**Task prompt**
From the data underneath, reproduce exactly the stretch that begins at the line with "Target: light switch plate" and ends after the line with "Could you spot the door handle".

(Items from a data source)
★ ★ ★ ★
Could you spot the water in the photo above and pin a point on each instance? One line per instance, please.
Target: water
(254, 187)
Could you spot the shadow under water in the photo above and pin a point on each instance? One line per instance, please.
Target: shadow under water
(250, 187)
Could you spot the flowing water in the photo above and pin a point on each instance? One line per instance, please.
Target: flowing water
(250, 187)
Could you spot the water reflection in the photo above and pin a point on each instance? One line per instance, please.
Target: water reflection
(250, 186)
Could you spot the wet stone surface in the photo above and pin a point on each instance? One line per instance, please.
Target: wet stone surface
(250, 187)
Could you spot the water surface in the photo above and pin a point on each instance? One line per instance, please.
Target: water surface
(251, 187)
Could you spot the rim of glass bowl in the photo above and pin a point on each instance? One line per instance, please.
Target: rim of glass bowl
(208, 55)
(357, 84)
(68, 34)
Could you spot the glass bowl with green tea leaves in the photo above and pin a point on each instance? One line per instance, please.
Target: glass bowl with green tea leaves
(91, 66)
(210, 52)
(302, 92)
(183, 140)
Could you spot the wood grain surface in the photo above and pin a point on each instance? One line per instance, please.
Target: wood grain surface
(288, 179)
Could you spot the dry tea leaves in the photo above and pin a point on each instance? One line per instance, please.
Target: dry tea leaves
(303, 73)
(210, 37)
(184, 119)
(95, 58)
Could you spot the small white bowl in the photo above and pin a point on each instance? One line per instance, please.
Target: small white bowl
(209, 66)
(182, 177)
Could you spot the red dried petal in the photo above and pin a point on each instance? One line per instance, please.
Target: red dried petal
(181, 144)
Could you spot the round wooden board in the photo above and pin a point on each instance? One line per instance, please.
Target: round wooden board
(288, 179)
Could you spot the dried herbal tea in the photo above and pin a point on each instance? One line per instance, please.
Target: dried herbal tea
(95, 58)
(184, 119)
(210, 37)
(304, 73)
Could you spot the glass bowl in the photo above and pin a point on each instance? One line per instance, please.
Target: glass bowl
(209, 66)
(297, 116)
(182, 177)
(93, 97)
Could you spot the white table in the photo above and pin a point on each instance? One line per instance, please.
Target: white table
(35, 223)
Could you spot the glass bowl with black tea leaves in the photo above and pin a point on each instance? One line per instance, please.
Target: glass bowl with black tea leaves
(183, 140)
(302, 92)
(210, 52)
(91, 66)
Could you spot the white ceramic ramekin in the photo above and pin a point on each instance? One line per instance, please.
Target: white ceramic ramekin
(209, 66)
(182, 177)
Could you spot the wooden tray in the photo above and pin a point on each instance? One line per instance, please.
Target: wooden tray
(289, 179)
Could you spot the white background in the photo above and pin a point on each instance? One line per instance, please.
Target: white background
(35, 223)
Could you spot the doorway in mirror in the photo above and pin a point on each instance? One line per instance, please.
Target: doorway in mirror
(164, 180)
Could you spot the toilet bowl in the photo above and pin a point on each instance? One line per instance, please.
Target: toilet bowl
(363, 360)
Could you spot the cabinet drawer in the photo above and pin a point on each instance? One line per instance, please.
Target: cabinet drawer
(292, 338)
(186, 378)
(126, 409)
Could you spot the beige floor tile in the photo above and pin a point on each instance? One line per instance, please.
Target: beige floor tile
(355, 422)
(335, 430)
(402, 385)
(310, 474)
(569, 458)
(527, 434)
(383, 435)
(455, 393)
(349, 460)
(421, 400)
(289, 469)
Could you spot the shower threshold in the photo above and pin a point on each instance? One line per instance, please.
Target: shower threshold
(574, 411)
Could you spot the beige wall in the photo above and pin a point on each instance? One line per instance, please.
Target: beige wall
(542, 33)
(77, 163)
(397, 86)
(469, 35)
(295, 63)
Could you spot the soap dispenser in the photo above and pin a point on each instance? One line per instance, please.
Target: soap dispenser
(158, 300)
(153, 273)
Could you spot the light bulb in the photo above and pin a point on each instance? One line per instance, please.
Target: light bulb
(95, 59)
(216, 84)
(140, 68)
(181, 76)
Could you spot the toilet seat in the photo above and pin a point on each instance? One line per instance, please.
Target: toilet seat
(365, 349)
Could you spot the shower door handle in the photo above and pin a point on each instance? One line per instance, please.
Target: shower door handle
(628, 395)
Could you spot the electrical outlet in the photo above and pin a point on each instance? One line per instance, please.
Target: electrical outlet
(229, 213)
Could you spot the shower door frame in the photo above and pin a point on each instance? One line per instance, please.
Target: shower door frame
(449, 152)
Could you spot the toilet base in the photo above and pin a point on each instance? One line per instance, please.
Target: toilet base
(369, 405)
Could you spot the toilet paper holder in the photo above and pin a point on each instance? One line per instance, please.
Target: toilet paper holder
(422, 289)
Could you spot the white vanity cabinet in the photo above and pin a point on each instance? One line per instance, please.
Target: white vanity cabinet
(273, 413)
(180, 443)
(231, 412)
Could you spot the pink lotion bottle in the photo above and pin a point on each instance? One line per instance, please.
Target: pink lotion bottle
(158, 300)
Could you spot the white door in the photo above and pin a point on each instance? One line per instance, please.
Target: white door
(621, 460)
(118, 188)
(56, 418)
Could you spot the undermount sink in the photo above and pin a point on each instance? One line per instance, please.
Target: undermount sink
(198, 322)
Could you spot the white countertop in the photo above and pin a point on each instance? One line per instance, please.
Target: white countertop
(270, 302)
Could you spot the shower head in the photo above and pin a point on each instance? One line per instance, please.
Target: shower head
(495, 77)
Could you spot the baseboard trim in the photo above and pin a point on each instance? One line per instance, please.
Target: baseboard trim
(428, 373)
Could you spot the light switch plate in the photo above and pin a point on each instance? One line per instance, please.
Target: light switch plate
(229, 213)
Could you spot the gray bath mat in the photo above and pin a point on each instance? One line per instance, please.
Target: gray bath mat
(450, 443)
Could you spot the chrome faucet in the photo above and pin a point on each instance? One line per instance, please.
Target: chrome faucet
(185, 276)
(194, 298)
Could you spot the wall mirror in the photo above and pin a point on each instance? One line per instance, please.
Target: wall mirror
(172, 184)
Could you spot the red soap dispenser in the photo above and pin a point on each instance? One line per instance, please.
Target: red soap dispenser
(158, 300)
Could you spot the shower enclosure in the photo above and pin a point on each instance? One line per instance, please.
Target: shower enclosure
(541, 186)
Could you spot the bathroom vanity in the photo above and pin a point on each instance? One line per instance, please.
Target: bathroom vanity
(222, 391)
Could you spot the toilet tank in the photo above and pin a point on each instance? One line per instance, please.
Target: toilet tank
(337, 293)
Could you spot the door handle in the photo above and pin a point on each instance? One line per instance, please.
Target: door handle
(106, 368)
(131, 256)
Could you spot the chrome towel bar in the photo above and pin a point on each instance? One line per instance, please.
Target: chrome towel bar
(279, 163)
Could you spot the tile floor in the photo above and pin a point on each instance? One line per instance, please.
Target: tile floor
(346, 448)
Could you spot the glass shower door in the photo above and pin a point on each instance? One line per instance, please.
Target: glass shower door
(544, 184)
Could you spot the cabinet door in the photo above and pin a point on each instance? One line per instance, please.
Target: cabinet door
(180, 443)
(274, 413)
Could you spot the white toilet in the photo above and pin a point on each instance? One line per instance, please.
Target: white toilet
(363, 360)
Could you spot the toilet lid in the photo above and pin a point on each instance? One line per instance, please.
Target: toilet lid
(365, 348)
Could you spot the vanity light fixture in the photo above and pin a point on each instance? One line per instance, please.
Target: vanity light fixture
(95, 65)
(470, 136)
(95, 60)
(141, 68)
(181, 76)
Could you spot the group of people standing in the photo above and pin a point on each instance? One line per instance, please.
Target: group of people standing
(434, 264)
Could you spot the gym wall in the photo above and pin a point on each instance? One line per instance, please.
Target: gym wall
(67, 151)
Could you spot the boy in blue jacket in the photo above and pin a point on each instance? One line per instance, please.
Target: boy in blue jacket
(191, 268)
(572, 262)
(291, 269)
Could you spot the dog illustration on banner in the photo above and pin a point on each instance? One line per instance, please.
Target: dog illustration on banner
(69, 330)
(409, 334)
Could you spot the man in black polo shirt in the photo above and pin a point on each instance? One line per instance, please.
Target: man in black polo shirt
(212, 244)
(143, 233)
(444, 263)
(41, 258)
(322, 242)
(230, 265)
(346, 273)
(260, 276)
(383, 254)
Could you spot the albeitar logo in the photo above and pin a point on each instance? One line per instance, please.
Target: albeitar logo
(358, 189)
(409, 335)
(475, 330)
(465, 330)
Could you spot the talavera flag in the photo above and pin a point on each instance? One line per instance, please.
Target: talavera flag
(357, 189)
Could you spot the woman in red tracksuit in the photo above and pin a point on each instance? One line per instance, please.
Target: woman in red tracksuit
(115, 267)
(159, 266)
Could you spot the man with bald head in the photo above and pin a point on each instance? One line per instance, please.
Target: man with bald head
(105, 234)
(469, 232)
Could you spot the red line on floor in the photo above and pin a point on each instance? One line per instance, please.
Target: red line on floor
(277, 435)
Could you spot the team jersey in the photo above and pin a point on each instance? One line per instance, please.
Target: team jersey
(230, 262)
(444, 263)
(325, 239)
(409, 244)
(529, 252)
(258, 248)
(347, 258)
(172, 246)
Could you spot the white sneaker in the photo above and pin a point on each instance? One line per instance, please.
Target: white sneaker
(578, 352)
★ ★ ★ ★
**Output below**
Target: light switch plate
(229, 213)
Could you spot the gray bath mat in the photo above and pin a point on each instance? One line per instance, please.
Target: gray bath mat
(450, 443)
Could you spot the chrome faucet in the photo above and pin a point on each instance? One line per instance, please.
Target: chrome faucet
(185, 276)
(194, 298)
Could you spot the wall mirror in the photo above and pin a point on each instance? One line per instance, please.
Target: wall mirror
(172, 184)
Could you spot the red soap dispenser in the photo above and pin a point on each instance? One line per instance, please.
Target: red soap dispenser
(158, 300)
Could you spot the shower enclosure in the photo above and pin a point on each instance? One line per instance, please.
Target: shower enclosure
(541, 186)
Could you spot the bathroom vanity in the photo above and pin a point on each instance? One line per instance, please.
Target: bathroom vanity
(222, 391)
Could you spot the toilet tank in the photo above and pin a point on each instance? One line per instance, please.
Target: toilet tank
(337, 293)
Could you spot the door handle in the photo above and pin a point on each instance? One line per instance, please.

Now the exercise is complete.